# Extracted data:

╭──

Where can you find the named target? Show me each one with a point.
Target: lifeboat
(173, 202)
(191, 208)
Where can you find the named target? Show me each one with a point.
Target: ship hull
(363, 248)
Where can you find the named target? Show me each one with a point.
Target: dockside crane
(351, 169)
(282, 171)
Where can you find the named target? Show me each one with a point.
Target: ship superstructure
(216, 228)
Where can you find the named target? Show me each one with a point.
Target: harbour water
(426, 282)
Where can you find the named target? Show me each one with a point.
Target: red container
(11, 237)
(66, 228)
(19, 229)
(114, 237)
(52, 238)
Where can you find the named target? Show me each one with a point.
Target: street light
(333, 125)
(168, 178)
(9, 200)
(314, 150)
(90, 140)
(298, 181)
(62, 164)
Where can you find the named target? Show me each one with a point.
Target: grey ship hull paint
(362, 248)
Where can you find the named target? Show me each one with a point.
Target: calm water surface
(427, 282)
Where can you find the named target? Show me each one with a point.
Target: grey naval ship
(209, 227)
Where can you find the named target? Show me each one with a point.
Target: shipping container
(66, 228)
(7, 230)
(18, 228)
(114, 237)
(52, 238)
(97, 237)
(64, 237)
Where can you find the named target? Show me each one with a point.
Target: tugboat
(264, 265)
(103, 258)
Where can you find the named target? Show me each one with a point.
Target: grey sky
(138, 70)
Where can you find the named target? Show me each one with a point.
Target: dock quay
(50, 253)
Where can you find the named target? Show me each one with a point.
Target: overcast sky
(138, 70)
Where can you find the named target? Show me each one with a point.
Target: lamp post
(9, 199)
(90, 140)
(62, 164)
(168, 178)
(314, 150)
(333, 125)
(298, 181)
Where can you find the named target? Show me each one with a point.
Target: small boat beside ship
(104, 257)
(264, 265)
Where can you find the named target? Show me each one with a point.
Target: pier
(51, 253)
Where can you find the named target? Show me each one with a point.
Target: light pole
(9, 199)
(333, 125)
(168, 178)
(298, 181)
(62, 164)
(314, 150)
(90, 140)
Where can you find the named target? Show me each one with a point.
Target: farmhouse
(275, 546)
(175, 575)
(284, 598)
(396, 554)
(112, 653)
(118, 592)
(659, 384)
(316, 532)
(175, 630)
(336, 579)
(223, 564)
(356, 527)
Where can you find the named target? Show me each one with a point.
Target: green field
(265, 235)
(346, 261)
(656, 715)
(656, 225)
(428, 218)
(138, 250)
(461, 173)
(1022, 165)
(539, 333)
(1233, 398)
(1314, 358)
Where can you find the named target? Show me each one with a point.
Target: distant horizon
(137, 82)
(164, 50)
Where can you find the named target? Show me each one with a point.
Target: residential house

╰──

# Your objective:
What do the records say? Quote them all exactly.

# Worked solution:
Where can you find the named target? Show me each one with a point.
Target: lifeboat
(173, 202)
(191, 208)
Where can you find the named target? Show me each one with a point.
Target: ship hull
(363, 248)
Where can you find the named target? Show me each one with a point.
Target: dockside crane
(351, 169)
(282, 171)
Where can you find the named target? Show me each one with a point.
Target: ship superstructure
(216, 228)
Where can you find the named target? Show me each one with a point.
Target: harbour water
(426, 282)
Where can you find the named target? Show me each one with a point.
Target: red container
(11, 237)
(66, 228)
(19, 229)
(114, 237)
(52, 238)
Where can you find the named target? Show me each one with a point.
Target: street light
(333, 125)
(168, 178)
(9, 200)
(314, 150)
(90, 140)
(298, 181)
(62, 164)
Where can you find the named target? Show me each one with a point.
Target: grey ship hull paint
(362, 248)
Where can you find the named target? Show me each one with a point.
Target: calm water surface
(427, 282)
Where can you find the named target? Show me each one with a point.
Target: grey naval ship
(209, 227)
Where can you find the named target? Show me each one with a point.
Target: shipping container
(66, 228)
(7, 230)
(18, 228)
(114, 237)
(52, 238)
(97, 237)
(64, 237)
Where can you find the named target? Show me each one with a point.
Target: tugboat
(264, 265)
(103, 258)
Where can you find the named target? Show me each one with a point.
Target: grey sky
(138, 70)
Where can you find the named target? Show me each one with a point.
Target: dock quay
(50, 253)
Where can you find the named target? Show me each one with a point.
Target: overcast sky
(138, 70)
Where can you find the named target? Show me each one with a point.
Target: lamp post
(9, 199)
(90, 140)
(62, 164)
(168, 178)
(314, 150)
(333, 125)
(298, 181)
Where can you find the named target? Show me each one with a point.
Target: small boat beside ship
(104, 257)
(264, 265)
Where can you find the named target? Show me each one with a point.
Target: pier
(51, 253)
Where can you find the named target? Show me each one with a point.
Target: light pole
(9, 199)
(333, 125)
(168, 178)
(298, 181)
(62, 164)
(314, 150)
(90, 140)
Where can you find the named target? Show me each one with a point.
Target: farmhouse
(275, 546)
(175, 575)
(284, 598)
(396, 554)
(112, 653)
(118, 592)
(659, 384)
(316, 532)
(175, 630)
(336, 579)
(223, 564)
(356, 527)
Where can you find the named target? Show me each one with a point.
Target: green field
(265, 235)
(346, 261)
(656, 715)
(656, 225)
(428, 218)
(138, 250)
(461, 173)
(1022, 165)
(539, 333)
(1233, 398)
(1314, 358)
Where can you find the named target? Show me each one with a point.
Target: distant horizon
(137, 82)
(164, 50)
Where can you find the named target? Show me each one with a point.
Target: residential house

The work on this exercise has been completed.